• _RECORD SET_
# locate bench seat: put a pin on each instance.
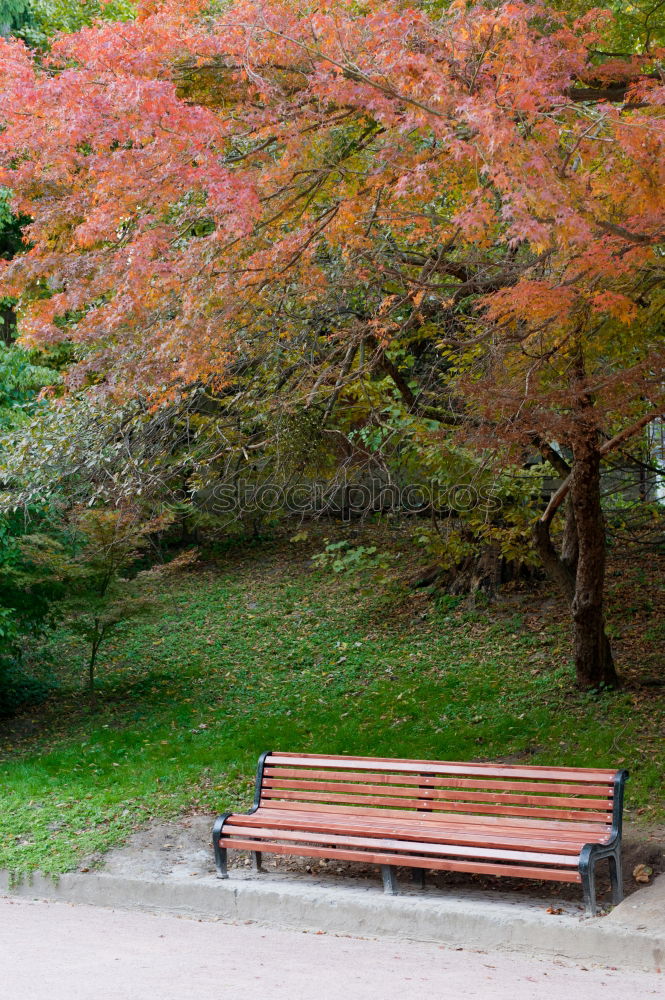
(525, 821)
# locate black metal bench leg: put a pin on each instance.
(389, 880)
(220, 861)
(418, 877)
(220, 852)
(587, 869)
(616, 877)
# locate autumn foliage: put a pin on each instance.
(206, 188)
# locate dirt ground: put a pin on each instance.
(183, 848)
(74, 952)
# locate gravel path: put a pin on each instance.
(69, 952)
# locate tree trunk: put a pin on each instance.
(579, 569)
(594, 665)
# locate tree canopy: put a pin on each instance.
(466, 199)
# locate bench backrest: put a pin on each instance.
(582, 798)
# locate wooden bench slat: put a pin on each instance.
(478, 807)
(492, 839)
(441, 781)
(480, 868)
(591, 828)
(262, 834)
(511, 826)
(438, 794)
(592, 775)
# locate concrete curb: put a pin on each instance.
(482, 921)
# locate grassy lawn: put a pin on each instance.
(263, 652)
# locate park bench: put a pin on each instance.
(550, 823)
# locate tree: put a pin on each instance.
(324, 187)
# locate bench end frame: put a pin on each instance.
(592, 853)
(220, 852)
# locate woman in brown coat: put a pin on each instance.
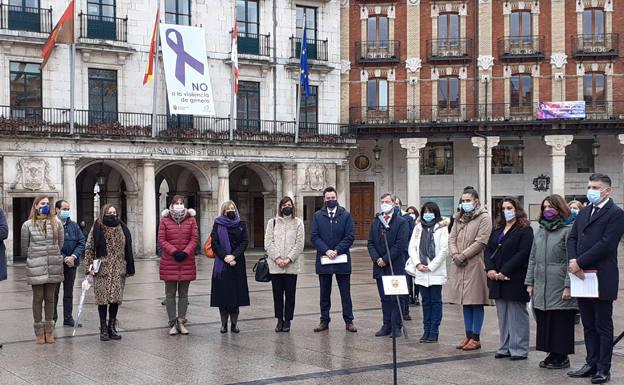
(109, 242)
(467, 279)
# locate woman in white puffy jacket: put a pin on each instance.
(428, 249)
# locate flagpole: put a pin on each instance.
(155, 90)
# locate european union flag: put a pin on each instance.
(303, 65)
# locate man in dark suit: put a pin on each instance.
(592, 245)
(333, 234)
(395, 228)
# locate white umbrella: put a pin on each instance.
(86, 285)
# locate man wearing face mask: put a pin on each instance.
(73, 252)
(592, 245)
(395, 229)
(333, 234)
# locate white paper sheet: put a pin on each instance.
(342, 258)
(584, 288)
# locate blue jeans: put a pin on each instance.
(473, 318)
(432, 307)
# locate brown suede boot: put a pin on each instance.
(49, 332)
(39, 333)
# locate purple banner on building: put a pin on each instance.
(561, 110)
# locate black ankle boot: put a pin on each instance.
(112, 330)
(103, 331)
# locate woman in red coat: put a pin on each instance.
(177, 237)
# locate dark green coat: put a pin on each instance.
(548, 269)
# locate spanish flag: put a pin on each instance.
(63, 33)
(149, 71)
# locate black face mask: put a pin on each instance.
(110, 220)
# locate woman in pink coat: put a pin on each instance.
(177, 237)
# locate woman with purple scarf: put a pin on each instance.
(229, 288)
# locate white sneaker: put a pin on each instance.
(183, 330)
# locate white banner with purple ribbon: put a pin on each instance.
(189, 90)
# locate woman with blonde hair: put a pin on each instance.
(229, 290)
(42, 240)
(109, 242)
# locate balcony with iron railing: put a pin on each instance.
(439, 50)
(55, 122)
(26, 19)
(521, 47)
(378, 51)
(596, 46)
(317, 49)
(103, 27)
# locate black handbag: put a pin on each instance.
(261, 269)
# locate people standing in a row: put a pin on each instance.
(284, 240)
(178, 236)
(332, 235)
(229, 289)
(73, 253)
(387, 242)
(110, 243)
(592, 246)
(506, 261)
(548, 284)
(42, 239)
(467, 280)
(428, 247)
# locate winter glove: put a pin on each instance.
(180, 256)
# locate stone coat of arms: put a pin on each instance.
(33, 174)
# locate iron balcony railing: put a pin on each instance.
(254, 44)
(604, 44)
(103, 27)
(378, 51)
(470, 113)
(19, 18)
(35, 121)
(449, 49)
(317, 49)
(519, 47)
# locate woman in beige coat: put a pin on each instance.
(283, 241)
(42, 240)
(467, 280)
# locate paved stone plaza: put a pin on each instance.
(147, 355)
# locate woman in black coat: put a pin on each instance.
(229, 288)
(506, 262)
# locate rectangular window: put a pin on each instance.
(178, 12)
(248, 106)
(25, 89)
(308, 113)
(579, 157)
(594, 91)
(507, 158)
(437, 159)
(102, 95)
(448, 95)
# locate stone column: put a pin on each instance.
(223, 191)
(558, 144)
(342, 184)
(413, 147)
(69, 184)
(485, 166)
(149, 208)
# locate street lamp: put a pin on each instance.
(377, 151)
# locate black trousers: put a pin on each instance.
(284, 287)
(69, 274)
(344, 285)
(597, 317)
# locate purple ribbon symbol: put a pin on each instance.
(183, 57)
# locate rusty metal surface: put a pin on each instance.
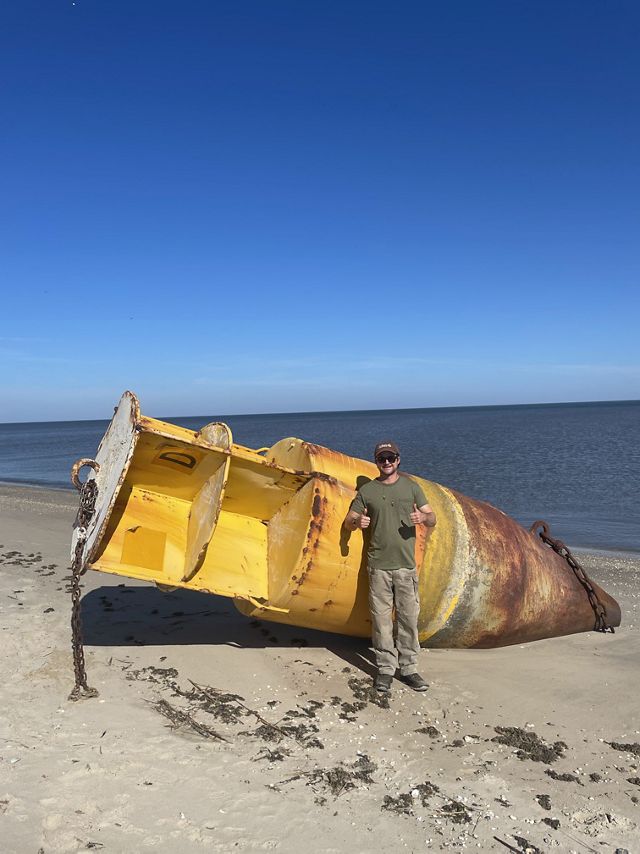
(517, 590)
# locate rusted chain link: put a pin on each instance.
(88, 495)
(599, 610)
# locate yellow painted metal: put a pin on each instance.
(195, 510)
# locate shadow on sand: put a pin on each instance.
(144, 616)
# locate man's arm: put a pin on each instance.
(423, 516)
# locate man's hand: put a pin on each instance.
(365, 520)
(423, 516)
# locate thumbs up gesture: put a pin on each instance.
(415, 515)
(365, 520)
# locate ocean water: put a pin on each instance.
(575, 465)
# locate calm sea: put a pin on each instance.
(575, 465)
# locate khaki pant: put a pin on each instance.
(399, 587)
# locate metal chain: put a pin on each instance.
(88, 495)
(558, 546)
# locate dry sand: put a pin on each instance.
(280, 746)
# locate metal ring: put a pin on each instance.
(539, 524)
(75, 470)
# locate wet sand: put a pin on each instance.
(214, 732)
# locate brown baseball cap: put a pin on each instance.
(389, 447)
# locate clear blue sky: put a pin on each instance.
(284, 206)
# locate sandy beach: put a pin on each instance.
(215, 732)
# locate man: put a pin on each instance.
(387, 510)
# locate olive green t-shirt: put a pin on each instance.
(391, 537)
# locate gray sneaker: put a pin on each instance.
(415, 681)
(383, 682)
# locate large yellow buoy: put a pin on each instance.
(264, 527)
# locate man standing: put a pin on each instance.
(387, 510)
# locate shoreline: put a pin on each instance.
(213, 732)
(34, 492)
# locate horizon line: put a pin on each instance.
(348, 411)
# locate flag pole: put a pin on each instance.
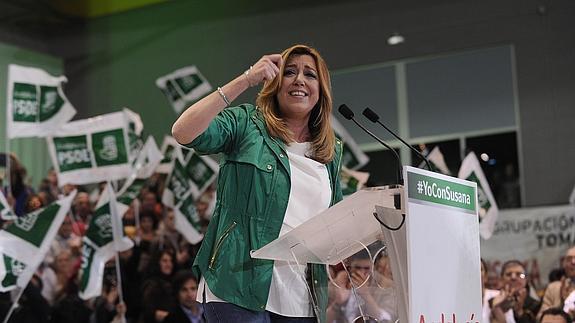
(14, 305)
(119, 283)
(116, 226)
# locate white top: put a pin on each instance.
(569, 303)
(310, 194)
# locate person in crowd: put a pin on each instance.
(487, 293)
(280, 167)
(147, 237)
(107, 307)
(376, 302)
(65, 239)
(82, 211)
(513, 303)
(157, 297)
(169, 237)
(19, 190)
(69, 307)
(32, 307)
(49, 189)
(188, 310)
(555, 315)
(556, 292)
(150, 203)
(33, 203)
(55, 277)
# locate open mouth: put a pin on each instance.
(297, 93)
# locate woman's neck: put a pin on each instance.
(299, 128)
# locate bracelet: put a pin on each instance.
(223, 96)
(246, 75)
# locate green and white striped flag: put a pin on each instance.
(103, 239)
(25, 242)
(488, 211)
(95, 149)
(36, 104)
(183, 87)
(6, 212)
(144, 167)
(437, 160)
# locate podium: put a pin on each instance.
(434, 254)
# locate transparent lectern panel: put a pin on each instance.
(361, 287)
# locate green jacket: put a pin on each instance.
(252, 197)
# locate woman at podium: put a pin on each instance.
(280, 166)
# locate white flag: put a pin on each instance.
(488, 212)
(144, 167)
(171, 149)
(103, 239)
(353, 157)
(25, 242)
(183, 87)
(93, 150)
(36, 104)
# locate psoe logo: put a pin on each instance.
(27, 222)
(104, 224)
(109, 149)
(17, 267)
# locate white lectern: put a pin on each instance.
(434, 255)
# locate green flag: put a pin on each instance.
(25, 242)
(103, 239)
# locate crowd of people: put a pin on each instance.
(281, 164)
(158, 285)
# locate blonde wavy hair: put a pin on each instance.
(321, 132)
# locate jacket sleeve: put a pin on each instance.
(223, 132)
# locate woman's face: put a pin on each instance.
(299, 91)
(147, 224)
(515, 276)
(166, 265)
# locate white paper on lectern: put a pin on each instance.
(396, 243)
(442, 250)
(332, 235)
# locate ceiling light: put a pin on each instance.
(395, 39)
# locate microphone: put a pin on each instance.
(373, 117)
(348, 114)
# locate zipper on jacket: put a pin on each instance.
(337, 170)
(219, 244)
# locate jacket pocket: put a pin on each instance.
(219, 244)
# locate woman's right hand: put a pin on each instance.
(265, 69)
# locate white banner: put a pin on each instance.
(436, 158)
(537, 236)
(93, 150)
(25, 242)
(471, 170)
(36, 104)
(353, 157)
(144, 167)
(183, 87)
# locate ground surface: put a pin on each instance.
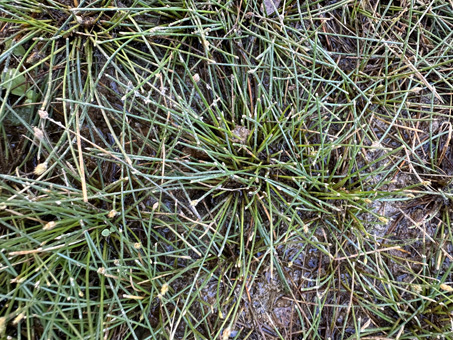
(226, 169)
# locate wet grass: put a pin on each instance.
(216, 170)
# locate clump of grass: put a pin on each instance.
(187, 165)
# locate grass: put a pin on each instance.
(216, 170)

• _SHORT EXERCISE_
Begin with the line that contains "# locate open" and copy every line through the end of the listing, exactly as written, both ends included. Pictures are not part of the copy.

• _SOLVED EXERCISE_
# locate open mouth: put a pin on each instance.
(297, 93)
# locate woman's neck: put a pin on each instance.
(299, 128)
# locate bracelet: put a pin on each instance.
(223, 96)
(246, 75)
# locate green and white striped flag: put a pin on each instance.
(103, 239)
(25, 242)
(488, 211)
(95, 149)
(36, 104)
(183, 87)
(6, 212)
(144, 167)
(437, 160)
# locate podium: put a pin on each instance.
(434, 254)
# locate transparent lectern panel: put a pin on each instance.
(361, 287)
# locate green jacket: put a pin on each instance.
(252, 197)
# locate woman at podium: put a pin on each instance.
(280, 166)
# locate white flag: put a pin on each instance.
(488, 212)
(144, 167)
(171, 149)
(103, 239)
(353, 157)
(25, 242)
(183, 87)
(93, 150)
(36, 104)
# locate psoe logo: put a pin on each instance.
(27, 222)
(104, 224)
(109, 149)
(17, 267)
# locate white lectern: put a pin on each instance.
(434, 255)
# locate green flag: put a pin on each instance.
(25, 242)
(103, 239)
# locate crowd of people: put a pin on each instance.
(281, 164)
(158, 285)
# locate blonde wavy hair: put a pin on each instance.
(321, 132)
# locate jacket sleeve: put a pin on each instance.
(223, 132)
# locate woman's face: put a pin on each instance.
(299, 91)
(147, 224)
(515, 276)
(166, 265)
# locate white paper on lectern: put a pin on each instance.
(396, 243)
(442, 250)
(332, 235)
# locate ceiling light: put a pin on each instance.
(395, 39)
# locate microphone: put a pin on each instance.
(373, 117)
(348, 114)
# locate zipper on jacket: put a pin on each instance.
(337, 170)
(219, 244)
# locate jacket pocket: put a pin on each instance.
(219, 244)
# locate woman's right hand: put a pin on each instance.
(265, 69)
# locate white banner: put a pin on each instance.
(436, 158)
(537, 236)
(93, 150)
(25, 242)
(471, 170)
(36, 104)
(353, 157)
(144, 167)
(183, 87)
# locate ground surface: put a pin on each instance.
(226, 169)
# locate wet grass: put a pin on each instance.
(216, 170)
# locate clump of grass: put a pin on each instance.
(187, 165)
# locate grass: put a pin on each instance.
(216, 170)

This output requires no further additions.